## [Dataset entries]
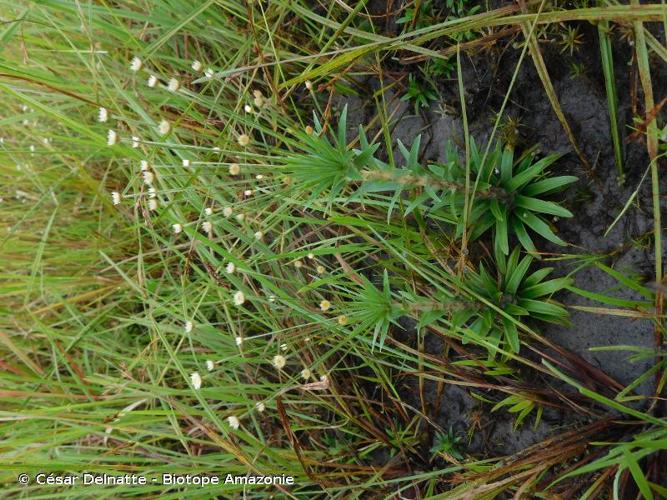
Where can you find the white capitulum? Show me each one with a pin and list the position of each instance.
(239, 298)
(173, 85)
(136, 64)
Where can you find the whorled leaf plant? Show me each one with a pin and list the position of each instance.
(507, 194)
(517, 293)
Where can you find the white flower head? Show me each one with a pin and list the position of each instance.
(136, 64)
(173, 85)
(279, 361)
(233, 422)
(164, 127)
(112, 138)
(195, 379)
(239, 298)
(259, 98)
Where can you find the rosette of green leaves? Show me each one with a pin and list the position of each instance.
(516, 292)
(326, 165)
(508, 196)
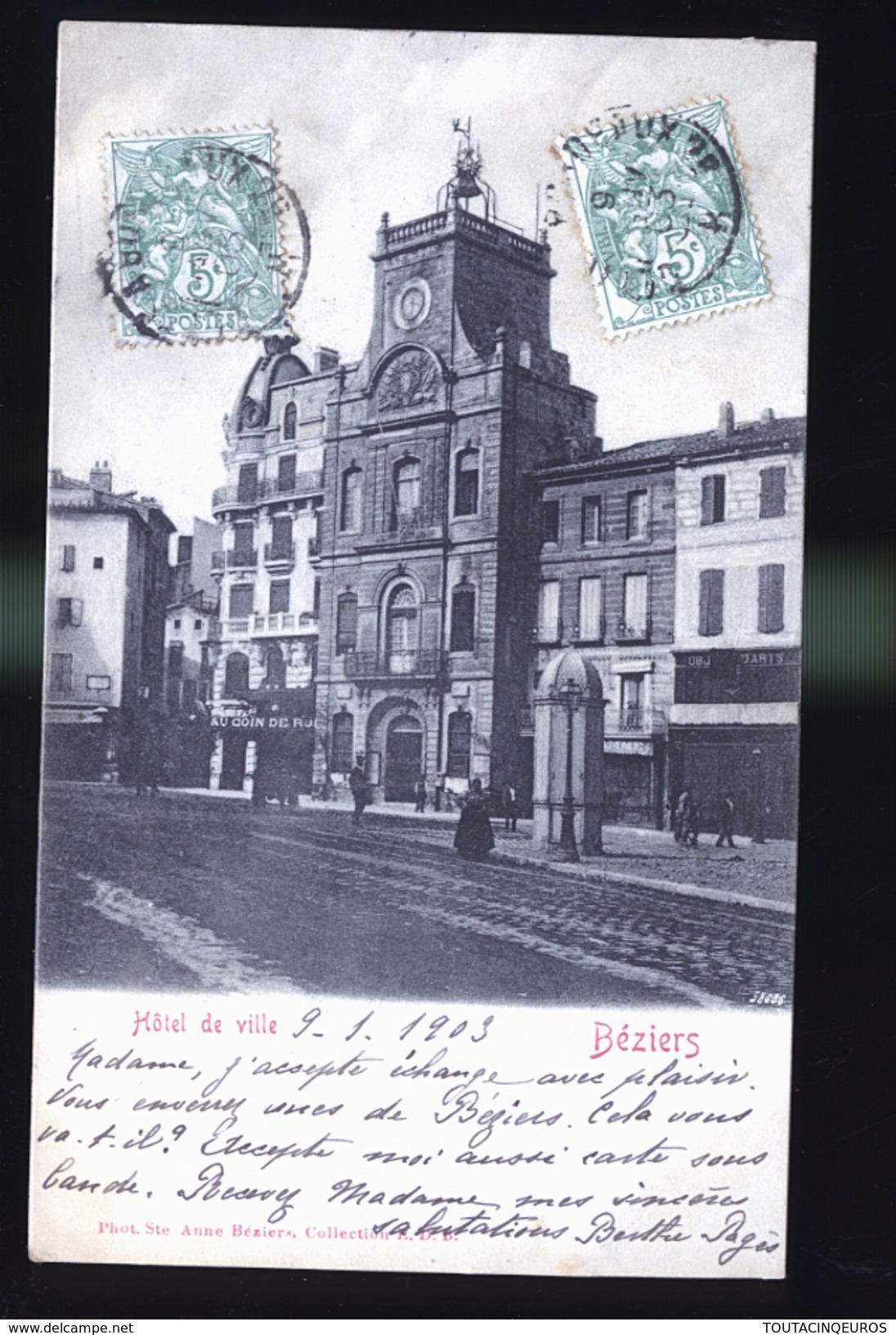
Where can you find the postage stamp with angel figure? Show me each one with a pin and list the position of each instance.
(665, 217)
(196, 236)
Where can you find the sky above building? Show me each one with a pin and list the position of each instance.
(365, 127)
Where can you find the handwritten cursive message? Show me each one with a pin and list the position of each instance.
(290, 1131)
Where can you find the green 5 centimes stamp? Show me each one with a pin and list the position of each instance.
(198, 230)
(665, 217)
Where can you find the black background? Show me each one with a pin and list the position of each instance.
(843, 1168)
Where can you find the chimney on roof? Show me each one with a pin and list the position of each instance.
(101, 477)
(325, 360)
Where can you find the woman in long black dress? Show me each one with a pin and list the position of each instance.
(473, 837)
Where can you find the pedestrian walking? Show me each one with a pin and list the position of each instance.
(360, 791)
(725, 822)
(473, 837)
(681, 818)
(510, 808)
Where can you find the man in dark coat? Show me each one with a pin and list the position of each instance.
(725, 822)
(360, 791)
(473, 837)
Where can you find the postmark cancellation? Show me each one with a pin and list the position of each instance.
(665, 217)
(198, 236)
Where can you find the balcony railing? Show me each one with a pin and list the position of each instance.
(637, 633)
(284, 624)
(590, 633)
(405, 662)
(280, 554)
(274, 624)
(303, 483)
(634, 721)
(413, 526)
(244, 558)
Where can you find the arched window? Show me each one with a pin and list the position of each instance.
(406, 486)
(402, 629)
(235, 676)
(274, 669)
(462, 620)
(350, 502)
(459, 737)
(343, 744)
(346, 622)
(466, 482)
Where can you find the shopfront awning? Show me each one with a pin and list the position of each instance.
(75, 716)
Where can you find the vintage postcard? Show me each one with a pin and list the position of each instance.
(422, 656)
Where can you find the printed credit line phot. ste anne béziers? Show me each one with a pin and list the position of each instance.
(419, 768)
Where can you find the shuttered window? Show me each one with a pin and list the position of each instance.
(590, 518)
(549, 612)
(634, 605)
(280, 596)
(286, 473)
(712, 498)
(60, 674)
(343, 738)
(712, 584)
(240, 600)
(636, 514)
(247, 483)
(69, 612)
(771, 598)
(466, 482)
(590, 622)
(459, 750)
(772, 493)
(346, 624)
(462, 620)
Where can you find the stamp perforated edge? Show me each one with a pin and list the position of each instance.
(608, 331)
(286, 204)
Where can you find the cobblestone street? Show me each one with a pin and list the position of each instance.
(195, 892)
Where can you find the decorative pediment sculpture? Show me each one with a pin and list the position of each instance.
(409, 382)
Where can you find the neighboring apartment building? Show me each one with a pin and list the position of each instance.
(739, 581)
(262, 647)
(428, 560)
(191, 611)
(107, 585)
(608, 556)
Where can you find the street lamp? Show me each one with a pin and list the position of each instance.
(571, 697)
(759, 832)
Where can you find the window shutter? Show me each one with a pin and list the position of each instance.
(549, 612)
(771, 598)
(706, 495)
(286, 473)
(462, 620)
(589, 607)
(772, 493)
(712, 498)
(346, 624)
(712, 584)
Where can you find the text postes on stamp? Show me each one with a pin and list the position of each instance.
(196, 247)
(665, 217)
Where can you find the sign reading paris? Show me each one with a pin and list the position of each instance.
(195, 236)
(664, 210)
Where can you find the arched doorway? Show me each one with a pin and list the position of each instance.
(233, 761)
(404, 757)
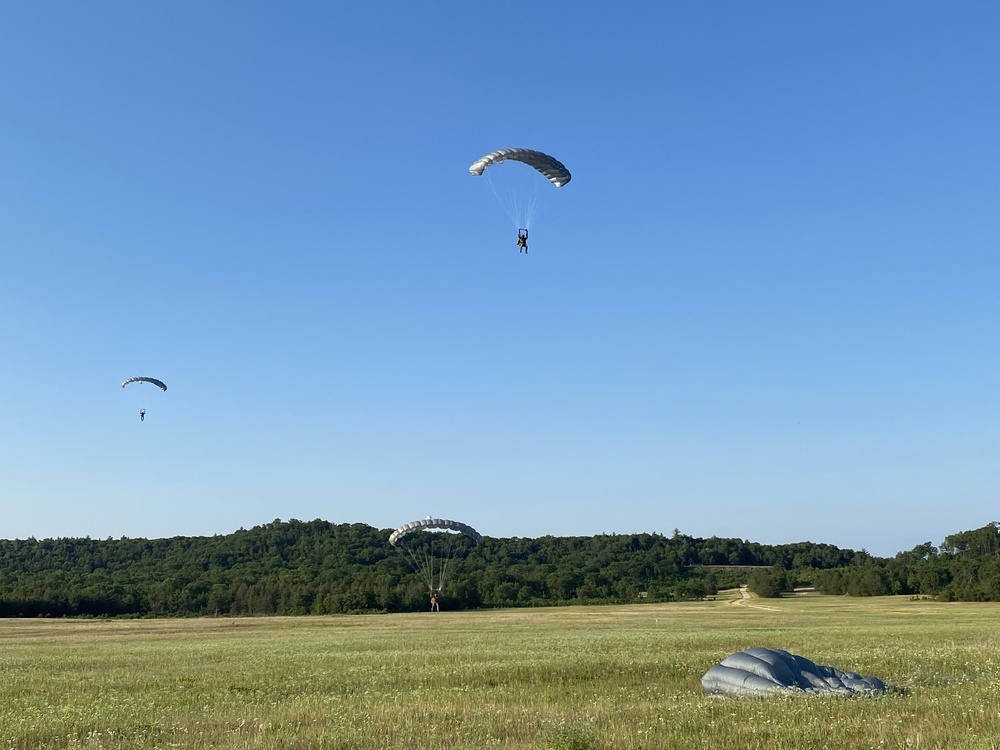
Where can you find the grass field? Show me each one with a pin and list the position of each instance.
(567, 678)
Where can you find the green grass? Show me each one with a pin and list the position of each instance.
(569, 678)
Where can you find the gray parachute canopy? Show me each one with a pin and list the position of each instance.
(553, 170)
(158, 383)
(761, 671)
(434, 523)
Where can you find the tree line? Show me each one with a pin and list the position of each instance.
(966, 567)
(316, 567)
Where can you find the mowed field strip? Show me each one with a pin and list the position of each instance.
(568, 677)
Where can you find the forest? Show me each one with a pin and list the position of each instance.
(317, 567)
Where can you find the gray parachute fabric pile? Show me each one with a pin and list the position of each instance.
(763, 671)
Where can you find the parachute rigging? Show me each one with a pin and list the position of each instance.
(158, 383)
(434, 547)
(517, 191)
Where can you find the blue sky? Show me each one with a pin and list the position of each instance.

---

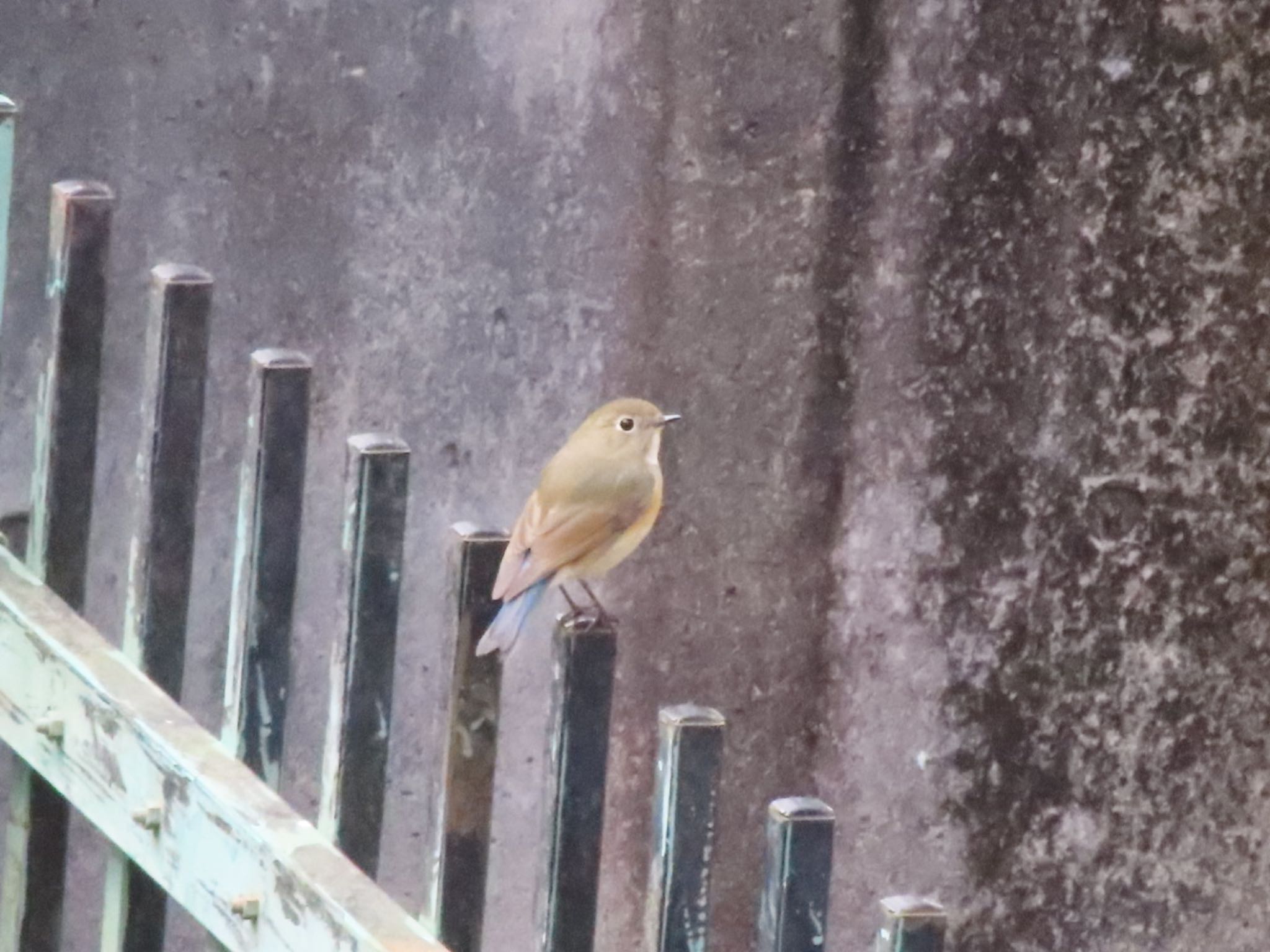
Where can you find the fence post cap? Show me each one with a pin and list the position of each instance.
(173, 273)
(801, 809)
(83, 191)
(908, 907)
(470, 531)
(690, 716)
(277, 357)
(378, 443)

## [Problem to work on]
Can you write out the entries again, everything from "Where can you find the white capitulum?" down to "(290, 1131)", with "pin" swapped for "marker" and nothing else changed? Leave the pictures out.

## [Response below]
Where can you find the white capitulum? Show me each one with a marker and list the position of each instance.
(239, 298)
(173, 85)
(136, 64)
Where can you find the whorled leaf plant? Show me each one with a marker and list the position of each instance.
(507, 194)
(517, 293)
Where can you find the white flower head? Show me each one with a marker and list the position of each instance.
(136, 64)
(173, 85)
(279, 361)
(233, 422)
(164, 127)
(112, 138)
(195, 379)
(239, 298)
(259, 98)
Where can you find the rosette of green leaves? Show me each one with a marker and list the position of each instance.
(516, 292)
(326, 165)
(508, 196)
Where can you find the postage stamp with angel figure? Show me each one with a marker and list the position of each instance.
(665, 217)
(196, 236)
Where can you find the sky above building? Show me each one with a marker and list the position of each instance.
(365, 127)
Where can you find the handwritten cursive message? Show me each one with a marker and list the position of each instance.
(290, 1131)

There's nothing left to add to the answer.